BRIEF: In the text about blockchain in Singapore, what is the size of the Singapore Blockchain Innovation Programme?

SOURCE TEXT:

§

MAS, Singapore’s central bank and integrated financial regulator, oversees the enforcement of the SFA and the PS Act, as discussed in 4.1.1 Regulatory Overview, and will also oversee the enforcement of the FSMA once it comes into effect, as discussed in 4.4 International Standards

Singapore is home to a number of trade groups, such as the Blockchain Association of Singapore, which is designed to be a platform for members to engage with various stakeholders in the scene to discover solutions and promote best practices. 

The Singapore government has expressed its intention to support digital innovations such as blockchain. Aside from MAS, the IMDA also plays a key role in fostering the conditions necessary for eventual mainstream adoption (see 1.1 Evolution of the Blockchain Market). 

One example of this is the Singapore Blockchain Innovation Programme (SBIP), a SGD12 million research programme organised by Singapore’s government agencies (Enterprise Singapore, the IMDA, and the National Research Foundation Singapore) and supported by MAS. SBIP focuses on blockchain technology to develop, commercialise and encourage the adoption of blockchain technology by companies in trade, logistics and the supply chain. 

MAS had also engaged the industry via Project Ubin, which explored applying blockchain technology to payments and settlements. A payments network prototype was developed in collaboration with J.P. Morgan and Temasek and will continue to serve as a test network to facilitate collaboration with other central banks and the financial industry. The findings from the project were positive and illuminated the potential benefits blockchain and distributed ledger technology could bring to payments and settlements.   

Under Project Guardian, MAS is also testing applications of asset tokenisation and DeFi through industry pilots. In November 2022, a live test trade of tokenised government bonds and foreign exchange was carried out on Project Guardian’s public blockchain using liquidity pools comprising of tokenised Singapore government securities bonds, Japanese government bonds, Japanese yen and Singapore dollars. To name a few industry pilots underway, Franklin Templeton is launching a pilot to explore the issuance of tokenised money market fund through a variable capital company structure, DBS Bank, SBI Digital Asset Holdings and UBS AG are executing a pilot repurchasing agreement with natively issued digital bonds, and BNY Mellon and OCBC are trialling a cross-border foreign exchange payment solution using smart contracts which enable blockchain interoperability.

§

SOURCE DATA:
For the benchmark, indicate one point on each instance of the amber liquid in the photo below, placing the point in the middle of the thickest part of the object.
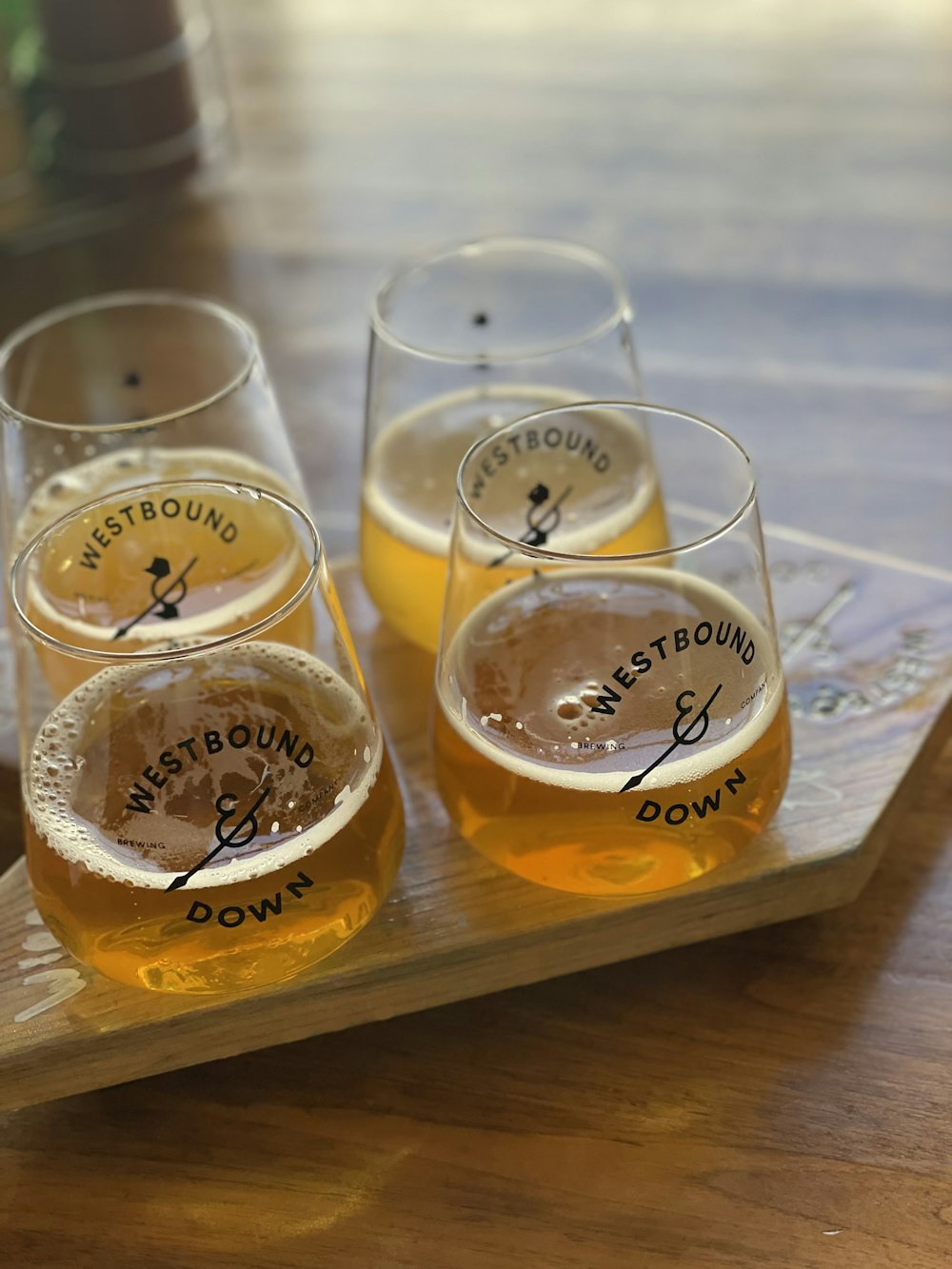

§

SOLVED EXERCISE: SGD12 million